Zet het hardloopverslag over de bostraining voort na de laatste zin.

■ Tekst
"""
Alhoewel ik al eerder schreef dat ik geen ambitie had om zaterdags met de loopgroep van Spado mee te lopen, is dat precies wat ik afgelopen zaterdag deed. Wel, met een aanpassing. Af en toe liep ik een andere pad op, zodat de groep op me uit liep en ik ze in moest halen. Ik vind dat beter werken dan vooruit op de groep lopen en dan terug te lopen. Oh ja, het was ook nog eens in het bos, waar ik geen voorstander van ben, omdat ik zo vaak val (zoals ook deze keer).
Zaterdag 9 november, bostraining
- totaal 20,01 km in 1u:54m:15s (5:43 min/km), 176 st/min
- 4 x 5 km in 29m:24s, 26m:24s, 29m:47s, 28m:39s
Bij de start liet een van de lopers weten dat hij een half uur later zou zijn, omdat hij nog een boodschap moest doen. We zouden daarom een rondje over het parcours van de Kievitloop doen, zodat we op tijd terug zouden zijn en hem dan konden oppikken. Zelf had ik al drie kilometer ingelopen voor de start van de training, waardoor het voor mij bij elkaar drie kwartier werd in plaats van een half uur voordat de “echte” training begon.
Tegen het eind van het rondje van 5 km gingen de snellere lopers, wel, sneller lopen, tegen de 4 minuten per kilometer. Ik kon volgen en makkelijk bijblijven. Natuurlijk kostte dat kracht, die ik later zou moeten inleveren. De laatste 5 km gingen niet echt makkelijk; ik moest knokken om bij te blijven. Na een valpartij in het bos had ik het wel gezien met in het bos lopen. De laatste 3,5 km liep ik op de weg, apart van de groep, die een kortere weg door het bos namen. Toen ik bij de ontmoetingsplaats kwam, was iedereen al lang weg.
"""
■ Aangeleverde gegevens
"""
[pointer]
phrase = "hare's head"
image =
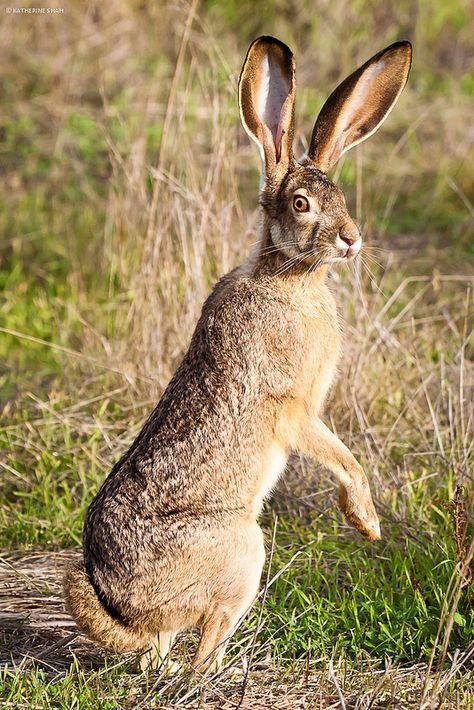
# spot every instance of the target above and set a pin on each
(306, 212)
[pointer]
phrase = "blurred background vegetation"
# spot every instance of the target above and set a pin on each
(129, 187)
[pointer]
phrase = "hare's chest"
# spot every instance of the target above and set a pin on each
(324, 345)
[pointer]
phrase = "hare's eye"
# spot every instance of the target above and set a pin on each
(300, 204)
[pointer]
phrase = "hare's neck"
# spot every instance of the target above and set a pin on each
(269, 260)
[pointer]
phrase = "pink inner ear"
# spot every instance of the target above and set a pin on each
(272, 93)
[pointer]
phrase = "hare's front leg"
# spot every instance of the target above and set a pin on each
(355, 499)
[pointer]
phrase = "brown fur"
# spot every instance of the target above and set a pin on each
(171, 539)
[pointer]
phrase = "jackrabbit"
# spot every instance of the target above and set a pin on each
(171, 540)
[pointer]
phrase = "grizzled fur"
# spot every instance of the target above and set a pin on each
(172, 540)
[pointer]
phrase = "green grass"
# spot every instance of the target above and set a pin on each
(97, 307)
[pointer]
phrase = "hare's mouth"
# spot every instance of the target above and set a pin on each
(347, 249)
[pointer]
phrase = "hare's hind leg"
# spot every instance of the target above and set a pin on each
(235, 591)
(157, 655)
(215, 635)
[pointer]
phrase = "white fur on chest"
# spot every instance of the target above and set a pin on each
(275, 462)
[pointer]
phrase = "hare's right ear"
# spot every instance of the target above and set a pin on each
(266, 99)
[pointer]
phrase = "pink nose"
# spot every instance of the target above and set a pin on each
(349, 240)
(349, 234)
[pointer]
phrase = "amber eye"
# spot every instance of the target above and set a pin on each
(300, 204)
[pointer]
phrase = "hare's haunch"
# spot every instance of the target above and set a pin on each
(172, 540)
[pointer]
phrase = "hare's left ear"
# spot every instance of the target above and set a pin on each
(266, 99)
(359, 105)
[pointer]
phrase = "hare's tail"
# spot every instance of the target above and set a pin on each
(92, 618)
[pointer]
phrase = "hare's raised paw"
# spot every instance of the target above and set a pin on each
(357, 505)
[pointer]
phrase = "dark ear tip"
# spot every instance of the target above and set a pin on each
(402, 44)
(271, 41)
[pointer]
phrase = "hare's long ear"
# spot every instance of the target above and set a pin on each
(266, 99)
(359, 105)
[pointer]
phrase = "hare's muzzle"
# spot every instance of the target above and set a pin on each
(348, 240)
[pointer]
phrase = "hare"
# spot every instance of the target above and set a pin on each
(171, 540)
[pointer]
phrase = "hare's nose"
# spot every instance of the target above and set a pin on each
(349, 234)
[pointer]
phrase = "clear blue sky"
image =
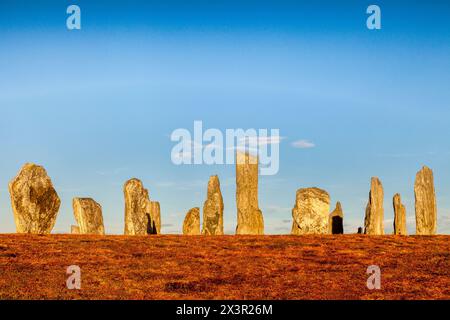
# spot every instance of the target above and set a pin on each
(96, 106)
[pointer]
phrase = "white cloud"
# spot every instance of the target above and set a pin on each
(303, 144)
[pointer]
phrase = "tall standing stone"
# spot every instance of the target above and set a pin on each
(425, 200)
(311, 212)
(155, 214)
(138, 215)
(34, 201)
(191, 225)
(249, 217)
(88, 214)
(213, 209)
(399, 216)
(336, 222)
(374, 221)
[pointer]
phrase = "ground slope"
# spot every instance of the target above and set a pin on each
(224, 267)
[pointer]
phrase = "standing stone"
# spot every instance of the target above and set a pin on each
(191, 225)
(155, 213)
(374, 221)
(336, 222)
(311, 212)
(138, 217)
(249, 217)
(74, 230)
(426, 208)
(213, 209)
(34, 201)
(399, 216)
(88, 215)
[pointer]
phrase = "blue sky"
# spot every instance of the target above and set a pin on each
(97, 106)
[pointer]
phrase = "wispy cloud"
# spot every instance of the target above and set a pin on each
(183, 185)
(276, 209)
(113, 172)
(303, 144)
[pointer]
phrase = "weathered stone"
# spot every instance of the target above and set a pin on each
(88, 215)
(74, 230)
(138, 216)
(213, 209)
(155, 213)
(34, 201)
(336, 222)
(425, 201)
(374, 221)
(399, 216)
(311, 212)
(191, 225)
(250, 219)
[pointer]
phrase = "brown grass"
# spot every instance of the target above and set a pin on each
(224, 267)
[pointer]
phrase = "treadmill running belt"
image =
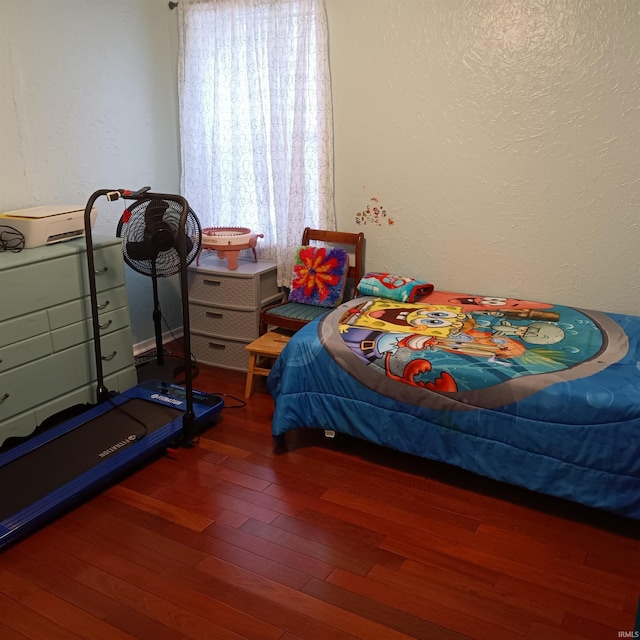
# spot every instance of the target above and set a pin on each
"""
■ Antwoord
Als ik deze zware loop door een nat bos met plassen vergelijk met de loop over 20 km van 14 oktober onder soortgelijke omstandigheden, dan deed ik het best wel goed. Toen deed ik 20 km in 1u:56m:06s (5:48 min/km), met de stukken van 5 km in respectievelijk 28m:26s, 28:36s, 29m:30s en 29m:30s.
∞∞∞
Toch wil ik het tempo nog een beetje verder opvoeren. Een uur en drie kwartier over 20 km moet mogelijk zijn als een testloop in training. Daarvoor moet ik mijn uithoudingsvermogen verbeteren, want met de basissnelheid (zie tweede 5 km stuk van afgelopen zaterdag) zit het wel snor.
Als ik het schema erbij haal dat ik gebruikte om in vorm te komen voor de Halve van Roosendaal, dan zie ik twee snelheidstrainingen per week, een lange afstandstraining en de rest rustige trainingen tussen de 45 en 75 minuten. Die laatste zijn om bezig te blijven, maar ook om sneller te herstellen. Ik heb de neiging om zulke trainingen te snel uit te voeren en een beetje zelf-discipline opbrengen zou niet slecht voor mij zijn.
Bedankt voor het lezen en loop ze!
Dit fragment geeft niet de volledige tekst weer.